Angular Internals: Lifecycle Methods and Effect Timings

November 19, 2024

1,677 words

This article is part of a series: Angular Internals

  1. Part 1: Angular Templates — From Start to Source
  2. Part 2: How Reactivity Works with Zone.js
  3. Part 3: How does Zoneless Angular Work?
  4. Part 4: Lifecycle Methods and Effect Timings

All production Angular codebases, using signals or not, have to manage side effects in one way or another.

In modern Angular projects using signals, that comes in flavor of two APIs:

  • effect
  • afterRenderEffect

And in older Angular projects, this comes via lifecycle methods:

  • ngOnInit
  • ngOnChanges
  • ngOnDestroy
  • ngDoCheck
  • ngAfterContentInit
  • ngAfterContentChecked
  • ngAfterViewInit
  • ngAfterViewChecked

However, both of these methods of effect handling come with one major similarity; they both integrate into a component's lifecycle in one way or another.

When does ngOnChanges run in comparison to afterRenderEffect? Why does ngDoCheck seem to run more often than ngOnInit?

While the answer to these can look simple on the surface, let's dive into Angular's source code to figure out why they run when they do.

To start this though, we need to understand a bit of terminology about Angular's internal source code.

Angular Internals Aside

In many of these code samples, we'll see two types show up repeatedly:

  • TView
  • LView

What are they?

Well, while both TView and LView represent Angular Views, they differ in key areas. TView:

  • Static data shared between all instances of a view
  • A blueprint for creating LView instances

LView:

  • Tied to a specific view instance
  • Stores dynamic data needed to invoke the template (context, flags, etc)

We can see this distinction between the two in their types inside Angular's source code.

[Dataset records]
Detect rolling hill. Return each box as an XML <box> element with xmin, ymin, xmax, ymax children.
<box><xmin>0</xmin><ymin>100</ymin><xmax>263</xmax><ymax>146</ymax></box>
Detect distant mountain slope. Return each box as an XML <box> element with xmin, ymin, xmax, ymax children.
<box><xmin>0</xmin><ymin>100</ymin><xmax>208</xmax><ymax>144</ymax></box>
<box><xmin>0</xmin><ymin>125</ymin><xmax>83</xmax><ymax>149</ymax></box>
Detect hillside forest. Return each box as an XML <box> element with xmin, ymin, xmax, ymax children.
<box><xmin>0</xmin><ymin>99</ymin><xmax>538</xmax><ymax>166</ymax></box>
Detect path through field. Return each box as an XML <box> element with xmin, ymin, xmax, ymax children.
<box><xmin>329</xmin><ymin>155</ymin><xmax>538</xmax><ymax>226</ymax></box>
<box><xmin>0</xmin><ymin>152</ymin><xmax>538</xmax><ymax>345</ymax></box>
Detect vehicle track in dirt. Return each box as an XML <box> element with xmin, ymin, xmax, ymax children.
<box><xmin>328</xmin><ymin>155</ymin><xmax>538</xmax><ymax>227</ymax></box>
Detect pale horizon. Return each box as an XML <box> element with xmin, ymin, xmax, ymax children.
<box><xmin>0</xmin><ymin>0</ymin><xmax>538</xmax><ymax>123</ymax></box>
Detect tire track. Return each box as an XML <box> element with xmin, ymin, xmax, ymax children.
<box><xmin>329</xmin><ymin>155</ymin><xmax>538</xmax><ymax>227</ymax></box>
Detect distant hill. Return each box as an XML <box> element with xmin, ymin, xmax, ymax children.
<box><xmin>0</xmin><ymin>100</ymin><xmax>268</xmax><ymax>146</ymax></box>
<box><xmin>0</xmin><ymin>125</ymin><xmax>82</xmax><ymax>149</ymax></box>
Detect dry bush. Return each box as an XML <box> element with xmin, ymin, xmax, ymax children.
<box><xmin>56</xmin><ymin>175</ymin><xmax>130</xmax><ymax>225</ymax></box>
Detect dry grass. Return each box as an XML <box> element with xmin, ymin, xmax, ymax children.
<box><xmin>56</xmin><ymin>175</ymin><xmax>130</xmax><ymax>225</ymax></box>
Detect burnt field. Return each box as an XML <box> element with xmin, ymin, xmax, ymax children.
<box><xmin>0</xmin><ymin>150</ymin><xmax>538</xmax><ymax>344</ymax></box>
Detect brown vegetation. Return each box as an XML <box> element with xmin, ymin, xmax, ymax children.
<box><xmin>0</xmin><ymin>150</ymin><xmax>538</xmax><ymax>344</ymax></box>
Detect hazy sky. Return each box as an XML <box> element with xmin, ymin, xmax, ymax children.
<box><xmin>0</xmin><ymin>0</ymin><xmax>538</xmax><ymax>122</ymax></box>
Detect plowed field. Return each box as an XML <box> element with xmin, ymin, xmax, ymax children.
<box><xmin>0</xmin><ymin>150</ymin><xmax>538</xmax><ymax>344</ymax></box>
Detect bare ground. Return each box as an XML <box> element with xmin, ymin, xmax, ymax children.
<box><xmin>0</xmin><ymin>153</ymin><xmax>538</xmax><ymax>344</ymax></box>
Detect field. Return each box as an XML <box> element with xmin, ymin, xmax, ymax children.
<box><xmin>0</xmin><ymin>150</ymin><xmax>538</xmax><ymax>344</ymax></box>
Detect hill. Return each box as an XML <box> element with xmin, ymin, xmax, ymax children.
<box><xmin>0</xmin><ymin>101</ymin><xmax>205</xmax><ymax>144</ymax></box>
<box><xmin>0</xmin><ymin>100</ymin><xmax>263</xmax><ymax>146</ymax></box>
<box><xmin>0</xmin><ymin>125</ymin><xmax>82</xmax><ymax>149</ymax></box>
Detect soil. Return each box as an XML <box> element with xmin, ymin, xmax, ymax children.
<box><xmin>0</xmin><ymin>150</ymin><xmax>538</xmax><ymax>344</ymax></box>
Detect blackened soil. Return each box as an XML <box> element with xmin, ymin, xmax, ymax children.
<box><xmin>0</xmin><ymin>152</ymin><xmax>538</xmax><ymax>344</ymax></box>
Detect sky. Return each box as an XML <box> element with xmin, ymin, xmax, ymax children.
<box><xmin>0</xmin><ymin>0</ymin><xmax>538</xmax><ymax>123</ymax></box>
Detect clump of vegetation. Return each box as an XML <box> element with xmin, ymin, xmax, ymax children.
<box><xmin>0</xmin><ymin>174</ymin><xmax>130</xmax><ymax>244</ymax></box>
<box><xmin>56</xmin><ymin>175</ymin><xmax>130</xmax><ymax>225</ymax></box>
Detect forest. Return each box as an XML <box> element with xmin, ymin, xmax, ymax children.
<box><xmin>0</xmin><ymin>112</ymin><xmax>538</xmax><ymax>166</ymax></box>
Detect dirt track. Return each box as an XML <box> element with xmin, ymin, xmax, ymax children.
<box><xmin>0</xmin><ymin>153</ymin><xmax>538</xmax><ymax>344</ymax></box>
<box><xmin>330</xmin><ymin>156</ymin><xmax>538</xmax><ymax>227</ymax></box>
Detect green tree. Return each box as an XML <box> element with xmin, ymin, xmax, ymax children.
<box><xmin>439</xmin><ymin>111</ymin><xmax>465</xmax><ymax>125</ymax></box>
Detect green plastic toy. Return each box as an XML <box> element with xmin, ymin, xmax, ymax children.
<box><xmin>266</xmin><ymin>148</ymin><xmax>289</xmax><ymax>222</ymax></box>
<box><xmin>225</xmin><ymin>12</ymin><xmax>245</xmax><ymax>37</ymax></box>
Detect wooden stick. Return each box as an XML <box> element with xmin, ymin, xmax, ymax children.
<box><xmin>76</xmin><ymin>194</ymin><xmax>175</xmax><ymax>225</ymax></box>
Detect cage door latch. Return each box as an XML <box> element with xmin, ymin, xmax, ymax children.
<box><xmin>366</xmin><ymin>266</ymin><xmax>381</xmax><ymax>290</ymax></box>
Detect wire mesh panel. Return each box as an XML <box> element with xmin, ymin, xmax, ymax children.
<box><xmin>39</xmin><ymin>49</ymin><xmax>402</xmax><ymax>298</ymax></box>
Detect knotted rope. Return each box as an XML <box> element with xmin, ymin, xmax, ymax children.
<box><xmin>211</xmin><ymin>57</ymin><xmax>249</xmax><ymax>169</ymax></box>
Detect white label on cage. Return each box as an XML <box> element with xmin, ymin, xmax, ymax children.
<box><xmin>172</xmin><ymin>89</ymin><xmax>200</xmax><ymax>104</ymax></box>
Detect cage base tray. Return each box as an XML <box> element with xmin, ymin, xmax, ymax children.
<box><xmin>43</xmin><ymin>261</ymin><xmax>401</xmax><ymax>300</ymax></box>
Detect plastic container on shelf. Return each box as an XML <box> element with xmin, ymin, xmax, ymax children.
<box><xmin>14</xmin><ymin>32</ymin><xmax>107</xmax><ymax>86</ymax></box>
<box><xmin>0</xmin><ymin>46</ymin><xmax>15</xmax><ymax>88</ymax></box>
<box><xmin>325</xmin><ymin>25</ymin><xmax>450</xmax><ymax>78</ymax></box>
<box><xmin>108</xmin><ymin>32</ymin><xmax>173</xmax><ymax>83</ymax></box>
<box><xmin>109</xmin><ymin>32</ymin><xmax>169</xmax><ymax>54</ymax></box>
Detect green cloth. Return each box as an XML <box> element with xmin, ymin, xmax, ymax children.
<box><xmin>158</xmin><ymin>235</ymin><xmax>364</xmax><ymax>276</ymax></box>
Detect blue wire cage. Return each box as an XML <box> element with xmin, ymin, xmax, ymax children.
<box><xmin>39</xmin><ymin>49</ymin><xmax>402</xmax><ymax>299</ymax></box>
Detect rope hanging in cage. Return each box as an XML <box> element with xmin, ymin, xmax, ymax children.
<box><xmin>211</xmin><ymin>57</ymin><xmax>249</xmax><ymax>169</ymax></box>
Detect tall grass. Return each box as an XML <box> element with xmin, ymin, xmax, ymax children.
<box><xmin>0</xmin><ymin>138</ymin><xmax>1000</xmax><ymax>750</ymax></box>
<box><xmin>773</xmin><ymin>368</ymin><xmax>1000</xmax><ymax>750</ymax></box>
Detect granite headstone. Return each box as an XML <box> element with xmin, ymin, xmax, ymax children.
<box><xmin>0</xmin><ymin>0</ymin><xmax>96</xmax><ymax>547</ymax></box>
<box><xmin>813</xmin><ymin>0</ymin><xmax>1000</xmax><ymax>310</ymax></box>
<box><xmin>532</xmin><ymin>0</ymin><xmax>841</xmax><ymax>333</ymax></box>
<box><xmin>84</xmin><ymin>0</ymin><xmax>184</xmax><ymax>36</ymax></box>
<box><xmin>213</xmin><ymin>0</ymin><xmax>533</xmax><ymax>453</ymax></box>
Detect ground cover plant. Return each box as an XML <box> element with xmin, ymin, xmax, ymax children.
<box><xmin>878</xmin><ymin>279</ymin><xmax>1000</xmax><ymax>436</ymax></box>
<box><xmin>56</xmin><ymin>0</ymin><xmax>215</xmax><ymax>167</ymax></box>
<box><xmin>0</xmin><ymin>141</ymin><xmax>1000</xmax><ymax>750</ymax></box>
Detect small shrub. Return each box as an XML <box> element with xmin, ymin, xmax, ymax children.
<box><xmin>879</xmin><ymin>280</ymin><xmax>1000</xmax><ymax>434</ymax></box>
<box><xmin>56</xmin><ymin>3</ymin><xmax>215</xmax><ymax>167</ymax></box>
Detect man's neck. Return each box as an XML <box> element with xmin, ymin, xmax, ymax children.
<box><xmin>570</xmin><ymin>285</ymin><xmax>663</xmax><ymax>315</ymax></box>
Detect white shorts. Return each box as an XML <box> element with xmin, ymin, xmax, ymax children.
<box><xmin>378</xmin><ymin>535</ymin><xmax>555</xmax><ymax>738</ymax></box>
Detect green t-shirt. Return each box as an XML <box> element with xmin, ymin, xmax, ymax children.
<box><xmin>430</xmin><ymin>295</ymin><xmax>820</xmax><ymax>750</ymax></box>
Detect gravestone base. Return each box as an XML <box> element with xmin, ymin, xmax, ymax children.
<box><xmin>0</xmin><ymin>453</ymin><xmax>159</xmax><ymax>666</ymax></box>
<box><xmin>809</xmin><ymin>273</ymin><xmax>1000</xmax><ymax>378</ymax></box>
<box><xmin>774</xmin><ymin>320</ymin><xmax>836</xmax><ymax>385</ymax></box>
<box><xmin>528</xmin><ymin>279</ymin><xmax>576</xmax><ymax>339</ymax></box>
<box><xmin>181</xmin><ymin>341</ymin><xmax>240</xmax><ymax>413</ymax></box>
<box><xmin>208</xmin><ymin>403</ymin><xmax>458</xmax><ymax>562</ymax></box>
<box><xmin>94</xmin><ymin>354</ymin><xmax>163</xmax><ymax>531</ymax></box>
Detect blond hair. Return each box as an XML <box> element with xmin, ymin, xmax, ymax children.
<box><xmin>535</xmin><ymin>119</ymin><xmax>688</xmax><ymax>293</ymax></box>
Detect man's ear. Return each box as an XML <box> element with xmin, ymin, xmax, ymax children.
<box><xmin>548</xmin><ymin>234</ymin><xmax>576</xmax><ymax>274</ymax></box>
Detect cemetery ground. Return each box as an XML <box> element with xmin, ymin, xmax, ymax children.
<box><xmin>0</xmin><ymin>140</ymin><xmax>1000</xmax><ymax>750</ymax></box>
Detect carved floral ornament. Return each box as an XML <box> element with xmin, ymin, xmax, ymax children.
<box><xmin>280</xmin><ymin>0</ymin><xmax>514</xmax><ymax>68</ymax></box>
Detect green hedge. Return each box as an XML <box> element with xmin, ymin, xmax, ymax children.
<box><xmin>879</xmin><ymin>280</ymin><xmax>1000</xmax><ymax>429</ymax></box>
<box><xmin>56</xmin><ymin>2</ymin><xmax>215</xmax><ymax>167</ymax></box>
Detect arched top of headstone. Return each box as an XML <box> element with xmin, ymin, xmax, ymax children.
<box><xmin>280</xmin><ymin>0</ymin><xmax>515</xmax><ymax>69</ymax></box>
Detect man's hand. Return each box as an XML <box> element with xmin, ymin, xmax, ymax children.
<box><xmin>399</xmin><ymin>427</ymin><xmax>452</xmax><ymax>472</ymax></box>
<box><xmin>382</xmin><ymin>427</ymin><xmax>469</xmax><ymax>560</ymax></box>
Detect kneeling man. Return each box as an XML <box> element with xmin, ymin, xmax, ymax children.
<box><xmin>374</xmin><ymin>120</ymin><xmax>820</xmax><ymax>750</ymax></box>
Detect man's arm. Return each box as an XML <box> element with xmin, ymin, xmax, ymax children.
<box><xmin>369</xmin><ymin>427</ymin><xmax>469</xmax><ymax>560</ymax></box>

- _Required work_:
**A)** Name every lifecycle method that the Angular internals article lists for older Angular projects.
**B)** According to the Angular internals article, TView serves as a blueprint for what?

- _Results by task_:
**A)** ngOnInit, ngOnChanges, ngOnDestroy, ngDoCheck, ngAfterContentInit, ngAfterContentChecked, ngAfterViewInit, ngAfterViewChecked

**B)** Creating LView instances.